PROVIDED TEXT >>
** Begin **

Comment by the_af
6 days ago
> The estimated range of US military deaths from an invasion of Japan (Operation Downfall) was 250,000 to 1,000,000, and another 5 to 10 million Japanese.
I've read convincing arguments (sorry, I cannot find them now) that this reasoning is mostly bogus.
One, the decision of dropping the bombs wasn't coordinated with planners of Operation Downfall, so casualties weren't a consideration. As such, it cannot be "civilized" (because the intent to be civilized just wasn't there).
Two, those casualty numbers rest on arbitrary assumptions about what the Japanese would or wouldn't do that don't hold up to real scrutiny, and ignore a host of options other than "full scale invasion" or "nuke".
Three, you cannot discount the flex towards the USSR, an argument many Japanese to this day maintain was a major reason. Which wasn't a civilized reason either.
On the other hand, it doesn’t matter how off the estimates were because they’re our people and their lives matter more.
It seems rather immoral to a high degree to send some Americans to their deaths unnecessarily because we didn’t want to use a weapon we had in our possession to end a war that we did not start.

** End **

DIRECTIONS FOR THIS TASK >> Continue the comment thread on whether dropping the atomic bombs on Japan was justified, picking up after its last sentence.

MATERIAL SHOWN >>
** Begin **

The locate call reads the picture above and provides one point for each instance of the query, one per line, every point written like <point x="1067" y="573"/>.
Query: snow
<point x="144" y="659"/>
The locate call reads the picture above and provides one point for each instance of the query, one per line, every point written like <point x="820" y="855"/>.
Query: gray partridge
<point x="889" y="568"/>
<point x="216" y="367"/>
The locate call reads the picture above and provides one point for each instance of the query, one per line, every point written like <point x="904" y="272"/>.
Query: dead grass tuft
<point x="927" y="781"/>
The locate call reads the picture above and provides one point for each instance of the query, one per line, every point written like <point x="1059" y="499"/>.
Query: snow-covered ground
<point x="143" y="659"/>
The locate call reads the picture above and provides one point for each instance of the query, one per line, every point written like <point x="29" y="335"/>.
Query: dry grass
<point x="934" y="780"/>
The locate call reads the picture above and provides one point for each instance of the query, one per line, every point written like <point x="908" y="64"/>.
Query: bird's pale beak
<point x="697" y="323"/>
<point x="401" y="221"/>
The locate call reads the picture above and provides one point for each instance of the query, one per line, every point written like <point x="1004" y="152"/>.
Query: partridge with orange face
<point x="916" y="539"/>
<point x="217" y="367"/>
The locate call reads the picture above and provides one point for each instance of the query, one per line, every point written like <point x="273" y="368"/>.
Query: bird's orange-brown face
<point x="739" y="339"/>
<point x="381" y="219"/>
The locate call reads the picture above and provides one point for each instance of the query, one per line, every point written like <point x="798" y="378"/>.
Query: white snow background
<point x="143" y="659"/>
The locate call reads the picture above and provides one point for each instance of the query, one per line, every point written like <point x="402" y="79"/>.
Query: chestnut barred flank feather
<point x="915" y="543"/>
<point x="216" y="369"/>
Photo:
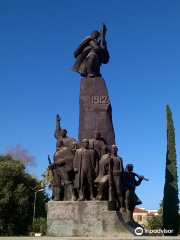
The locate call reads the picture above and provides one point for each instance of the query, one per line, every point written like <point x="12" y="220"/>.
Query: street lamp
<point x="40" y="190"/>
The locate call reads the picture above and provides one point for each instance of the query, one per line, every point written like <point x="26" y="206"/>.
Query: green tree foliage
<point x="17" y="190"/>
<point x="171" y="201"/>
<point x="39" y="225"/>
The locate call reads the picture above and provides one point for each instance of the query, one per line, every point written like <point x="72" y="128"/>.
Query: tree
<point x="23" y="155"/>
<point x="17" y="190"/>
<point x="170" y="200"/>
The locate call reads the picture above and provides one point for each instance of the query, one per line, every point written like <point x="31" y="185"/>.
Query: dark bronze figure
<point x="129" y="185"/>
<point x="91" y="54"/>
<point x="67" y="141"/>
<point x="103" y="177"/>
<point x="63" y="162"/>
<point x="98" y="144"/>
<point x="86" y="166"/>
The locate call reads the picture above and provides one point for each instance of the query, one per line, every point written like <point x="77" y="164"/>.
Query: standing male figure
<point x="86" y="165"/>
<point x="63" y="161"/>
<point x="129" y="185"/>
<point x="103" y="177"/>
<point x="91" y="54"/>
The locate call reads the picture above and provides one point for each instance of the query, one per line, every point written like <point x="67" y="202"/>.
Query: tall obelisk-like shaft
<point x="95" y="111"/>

** End **
** Begin **

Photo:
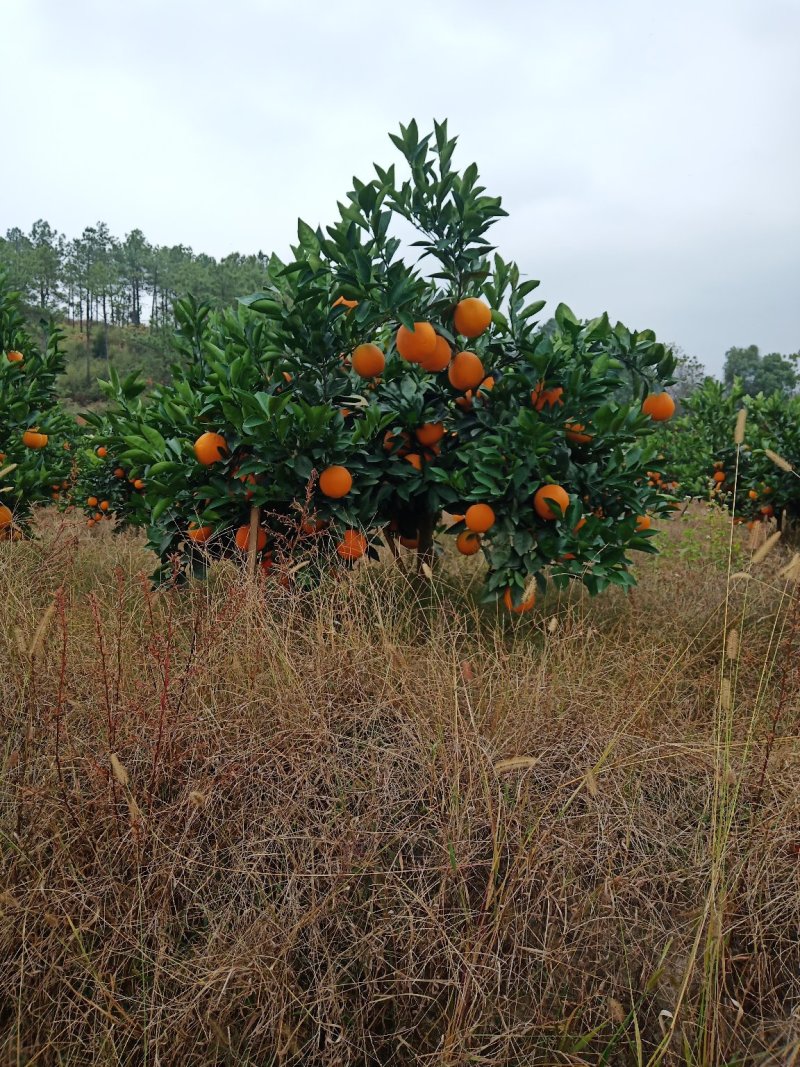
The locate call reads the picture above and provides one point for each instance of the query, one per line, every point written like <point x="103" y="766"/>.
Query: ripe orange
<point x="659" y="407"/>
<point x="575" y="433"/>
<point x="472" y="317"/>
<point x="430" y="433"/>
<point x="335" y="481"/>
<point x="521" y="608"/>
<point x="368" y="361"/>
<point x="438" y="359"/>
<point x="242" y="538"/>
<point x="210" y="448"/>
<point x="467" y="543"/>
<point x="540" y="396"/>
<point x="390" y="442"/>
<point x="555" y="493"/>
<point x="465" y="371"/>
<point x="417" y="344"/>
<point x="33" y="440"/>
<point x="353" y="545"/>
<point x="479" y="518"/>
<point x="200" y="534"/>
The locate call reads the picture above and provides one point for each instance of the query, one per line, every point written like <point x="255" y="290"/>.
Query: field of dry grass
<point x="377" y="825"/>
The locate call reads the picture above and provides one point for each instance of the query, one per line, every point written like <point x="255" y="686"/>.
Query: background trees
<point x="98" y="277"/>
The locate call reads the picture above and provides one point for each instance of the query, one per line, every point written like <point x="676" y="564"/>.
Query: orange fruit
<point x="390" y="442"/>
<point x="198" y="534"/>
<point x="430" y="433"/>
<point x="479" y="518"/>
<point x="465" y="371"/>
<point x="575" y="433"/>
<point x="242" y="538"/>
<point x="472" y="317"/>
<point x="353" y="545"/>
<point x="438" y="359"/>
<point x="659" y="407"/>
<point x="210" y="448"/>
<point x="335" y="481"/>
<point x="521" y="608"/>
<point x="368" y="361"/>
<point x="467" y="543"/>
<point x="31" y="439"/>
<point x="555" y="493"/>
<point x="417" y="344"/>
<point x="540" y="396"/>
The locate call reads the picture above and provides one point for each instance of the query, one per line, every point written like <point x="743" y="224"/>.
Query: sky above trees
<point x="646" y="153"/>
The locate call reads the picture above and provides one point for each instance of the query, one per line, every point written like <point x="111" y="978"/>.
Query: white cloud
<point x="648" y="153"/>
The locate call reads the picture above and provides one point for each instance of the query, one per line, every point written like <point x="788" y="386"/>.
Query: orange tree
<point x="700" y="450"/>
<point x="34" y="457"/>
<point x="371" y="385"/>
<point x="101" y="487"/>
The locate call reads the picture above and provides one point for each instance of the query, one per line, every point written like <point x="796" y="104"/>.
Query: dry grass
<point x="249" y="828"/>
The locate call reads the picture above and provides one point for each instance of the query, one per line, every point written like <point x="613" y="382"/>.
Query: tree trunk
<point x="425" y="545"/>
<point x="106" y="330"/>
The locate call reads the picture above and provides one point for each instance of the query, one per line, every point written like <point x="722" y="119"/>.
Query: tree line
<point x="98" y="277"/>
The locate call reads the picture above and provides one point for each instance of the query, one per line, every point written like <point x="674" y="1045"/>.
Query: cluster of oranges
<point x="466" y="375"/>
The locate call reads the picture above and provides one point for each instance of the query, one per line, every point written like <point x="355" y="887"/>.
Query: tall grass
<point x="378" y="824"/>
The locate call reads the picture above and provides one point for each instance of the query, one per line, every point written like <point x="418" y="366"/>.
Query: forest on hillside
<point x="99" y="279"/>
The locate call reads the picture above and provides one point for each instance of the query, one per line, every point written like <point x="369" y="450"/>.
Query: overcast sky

** End **

EXERCISE RESULT >>
The history on this is pretty sound ... a major bombing campaign was started much earlier to avoid any invasion or boots on the ground.
Seventy two Japanese cities, including Tokyo, were already completely destroyed before the two atomic bombs were dropped. The two cities destroyed by atomic bombs were on a list to be destroyed regardless.
To the people killed, injured, or left in the shell of a city with no food or water it made very little real difference whether the cause was HE+incendiaries OR high burst shockwave from atomic bomb - the M&M statistics (death and injury, both immediate and following) were similar in either case.
The greatest military imperative to drop the atomic bombs were pragmatic .. they were developed at vast expanse for use on Germany but were not ready until after Germany surrended .. to close off an R&D program without a live target test on targets already targetted for destruction just seemed ... wasteful.
After the bombs were dropped, everything changed. Public awareness and perception. The need for post war PR. The start of the Cold War race with soviets over atomics. The pressing need for auto biographies and centre staging from actors late to the story, etc.
Much of the "justification" for dropping atomic bombs was retconned after the fact.
If the war wasn't over the justification doesn't matter. I think that's the point you are broadly missing.
Were we at war with Japan? Yes. Therefore any action we take to end that war was justified, including continuing to bomb Japanese cities, industrial areas, and civilian centers until the war is concluded and they surrendered. Testing weapons even would be acceptable. Japan was still fighting us. Nations test weapons during war all the time which is partially how weapons development occurs.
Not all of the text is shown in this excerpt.